Required actions
• a. Decide whether each statement below agrees with the text on LDNA concept constellations. Answer yes or no for each and quote the words that decide it. (i) Quads are sets of lemmas that co-occur within 100 words of each other in a text. (ii) The constellation centered on "church" contains 276 distinct lemmas. (iii) Lemmas are the root forms of words.
• b. Carry on the text about LDNA concept constellations from its final sentence.

Document text
---------------
Our current project employs the LDNA (Linguistic DNA) demonstrator to investigate historical texts, aiming to uncover how ideas evolved in Early Modern English. By analysing ‘concept constellations’ which are clusters of the quads (sets of four highly frequent common co-occurring lemmas, including a central node lemma), we gain insights into how groups of words represented broader themes and evolving concepts over time.
Understanding Quads and Lemmas in Concept Constellations
Two essential building blocks in our analysis are ‘quads’ and ‘lemmas.’ Quads are sets of frequently co-occurring lemmas that appear within a proximity of 100 words in a text, suggesting a thematic or conceptual link, while lemmas represent the root forms of words. Examining the relationships between quads and lemmas enables us to map out how key ideas, centring on lemmas such as ‘church,’ ‘heaven,’ and ‘earth,’ were expressed and discussed across historical texts.
As an example, we’re using the concept constellation centred on the node lemma ‘church’:
- The constellation for ‘church’ is notably large, comprising 276 unique quads, each involving three other related words.
- Altogether, this constellation includes 263 distinct lemmas that form various quads around the node lemma ‘church.’
Calculating Metrics of Quads and Lemmas
We’re employing several metrics to analyse patterns within these constellations. By measuring frequency, co-occurrence, and variability, we can identify concepts that were stable or prominent in historical discourse and others that were more complex and diverse. This analytical approach lays the groundwork for visualising these relationships and coding them against established historical linguistic frameworks.
---------------
Input data
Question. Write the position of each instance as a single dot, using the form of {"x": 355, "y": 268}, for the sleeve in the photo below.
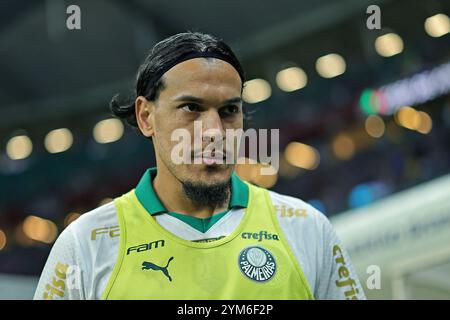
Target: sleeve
{"x": 337, "y": 278}
{"x": 61, "y": 278}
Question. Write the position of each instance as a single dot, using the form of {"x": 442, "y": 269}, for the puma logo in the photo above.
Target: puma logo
{"x": 149, "y": 265}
---------------
Results
• a.
(i) Yes: "Quads are sets of frequently co-occurring lemmas that appear within a proximity of 100 words in a text"
(ii) No: "this constellation includes 263 distinct lemmas that form various quads around the node lemma ‘church.’"
(iii) Yes: "lemmas represent the root forms of words"

• b.
In this study, we’ve reviewed 34 constellations of quads generated by the LDNA demonstrator. The metrics highlight:
- The size of each constellation and the number of lemmas within each one,
- The density and complexity of these constellations, revealing both the conceptual richness and how densely interconnected certain ideas were.
The metrics provide insights, such as:
- The constellation for ‘church’ is not only large but also contains the most variable lemmas, suggesting that this concept is particularly complex or discursive as it occurs in discourses.
- In contrast, while the constellation for ‘king’ is substantial (consisting of 116 quads), it contains only 27 unique lemmas. This may suggest a simpler or less varied concept, with a more consistent discourse surrounding it.
In the next blog entry, we’ll move beyond these metrics to explain how visualisations and thematic coding further enhance our understanding of concept patterns. In doing so, we’ll continue building a fuller picture of these historical constellations, bringing the past to life in new ways.